━━━ RAW DATA

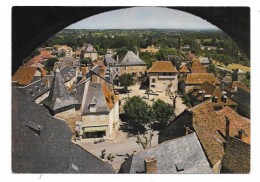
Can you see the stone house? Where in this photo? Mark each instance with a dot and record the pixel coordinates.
(177, 156)
(100, 111)
(131, 64)
(197, 79)
(212, 125)
(163, 77)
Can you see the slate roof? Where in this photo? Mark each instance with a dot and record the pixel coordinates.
(37, 88)
(131, 59)
(109, 60)
(184, 69)
(24, 75)
(58, 98)
(237, 157)
(162, 67)
(95, 91)
(185, 151)
(200, 78)
(67, 73)
(48, 151)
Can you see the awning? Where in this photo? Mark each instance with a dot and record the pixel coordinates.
(95, 129)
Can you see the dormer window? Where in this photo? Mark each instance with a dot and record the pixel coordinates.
(93, 105)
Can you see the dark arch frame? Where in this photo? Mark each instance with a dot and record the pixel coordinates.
(33, 25)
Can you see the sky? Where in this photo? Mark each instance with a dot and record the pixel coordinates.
(143, 17)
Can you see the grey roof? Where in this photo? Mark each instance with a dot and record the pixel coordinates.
(131, 59)
(185, 151)
(242, 97)
(37, 88)
(204, 60)
(58, 98)
(67, 73)
(78, 91)
(49, 150)
(95, 91)
(90, 48)
(109, 61)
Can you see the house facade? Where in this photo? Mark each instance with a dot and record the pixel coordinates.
(163, 77)
(100, 112)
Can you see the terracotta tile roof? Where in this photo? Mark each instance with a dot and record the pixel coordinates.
(36, 59)
(46, 54)
(237, 157)
(162, 66)
(196, 63)
(109, 95)
(200, 78)
(212, 90)
(199, 70)
(184, 69)
(24, 75)
(209, 123)
(232, 86)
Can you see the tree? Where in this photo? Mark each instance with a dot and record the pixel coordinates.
(137, 114)
(162, 112)
(49, 64)
(126, 80)
(86, 61)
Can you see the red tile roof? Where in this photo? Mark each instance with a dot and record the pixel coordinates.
(162, 66)
(209, 123)
(184, 69)
(200, 78)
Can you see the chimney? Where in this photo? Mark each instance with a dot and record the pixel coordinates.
(224, 98)
(150, 164)
(241, 134)
(227, 127)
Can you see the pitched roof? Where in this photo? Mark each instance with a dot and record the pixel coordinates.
(24, 75)
(161, 67)
(232, 86)
(198, 70)
(196, 63)
(204, 60)
(184, 69)
(36, 59)
(58, 98)
(109, 60)
(210, 126)
(131, 59)
(95, 91)
(37, 88)
(49, 150)
(237, 157)
(185, 151)
(199, 78)
(212, 91)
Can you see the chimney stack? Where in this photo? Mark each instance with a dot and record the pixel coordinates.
(227, 127)
(241, 134)
(150, 164)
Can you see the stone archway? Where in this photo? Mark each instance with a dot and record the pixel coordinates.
(33, 25)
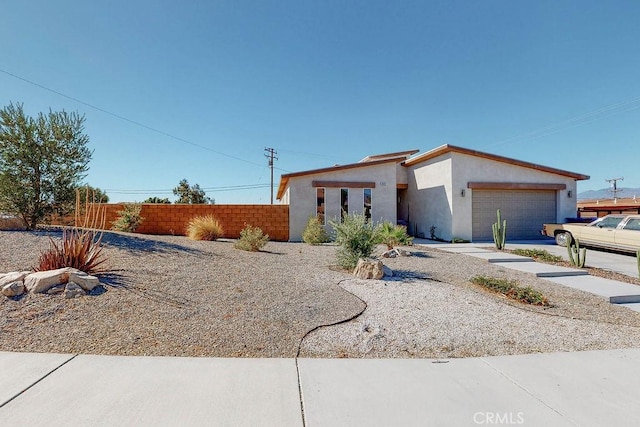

━━━━━━

## EXERCISE DESCRIPTION
The whole listing above must be set down again exactly, but without its images.

## SOLUTION
Can you see the stone house? Where in this photo? Mark each instance with a dot and record the pixel coordinates.
(177, 156)
(100, 111)
(131, 64)
(197, 79)
(212, 125)
(163, 77)
Can you see the slate roof? Where in this photo? Mark each instance with a dot and record the pixel coordinates.
(37, 88)
(131, 59)
(109, 60)
(184, 69)
(24, 75)
(58, 98)
(237, 157)
(162, 67)
(95, 91)
(185, 151)
(200, 78)
(67, 73)
(48, 151)
Can you see the awning? Where in this photo? Mark each instance with a dot and record the pixel coordinates.
(95, 129)
Can you see the dormer window? Where in this photo? Mark each instance with a dot and record the pixel coordinates.
(93, 105)
Can you see the dark arch frame? Where in this photo? Mark each instance with a dot and record the pixel coordinates.
(33, 25)
Can you see the sky? Where in this photo? Mark each instance with a dot and record the pixel coordinates.
(143, 17)
Can you see the grey roof? Where in this photo? Mark each instance with a dot and record the pixel coordinates.
(131, 59)
(185, 151)
(242, 97)
(37, 88)
(204, 60)
(58, 98)
(67, 73)
(78, 91)
(49, 150)
(95, 91)
(90, 48)
(109, 61)
Can you see the house facade? Where in this photo? Mark each instance with a dot and record the pixel coordinates.
(163, 77)
(100, 112)
Can you see the terracotta tile roof? Where in this photo? Mark each instance with a dot and record the pixel coordinates.
(36, 59)
(46, 54)
(237, 157)
(162, 66)
(196, 63)
(109, 95)
(200, 78)
(212, 90)
(199, 70)
(184, 69)
(24, 75)
(209, 123)
(232, 86)
Can you see the tree? Where in this photo? Mark each instance with a dot and record the pixel coordinates.
(137, 114)
(162, 112)
(49, 64)
(126, 80)
(86, 61)
Can you see the red tile roof? Where in this photo? Mark each instance with a dot and record the pixel coordinates.
(162, 66)
(209, 123)
(184, 69)
(200, 78)
Can you see the chimney? Where in this photo? Mark each instance with a dot and record the pixel coordinates.
(224, 98)
(150, 164)
(241, 134)
(227, 127)
Can you see the pitched roof? Where in this photo? Mark each instance with a dot and record the pixel coordinates.
(24, 75)
(161, 67)
(232, 86)
(198, 70)
(196, 63)
(204, 60)
(184, 69)
(36, 59)
(58, 98)
(109, 60)
(210, 126)
(131, 59)
(95, 91)
(37, 88)
(49, 150)
(237, 157)
(185, 151)
(199, 78)
(212, 91)
Can you see the chimney stack? Where in this photo? Mark each instance with a dot and record the pixel coordinates.
(227, 127)
(241, 134)
(150, 164)
Can you see the stone archway? Where in this photo? Mark each instance with a dot and record the pixel coordinates.
(33, 25)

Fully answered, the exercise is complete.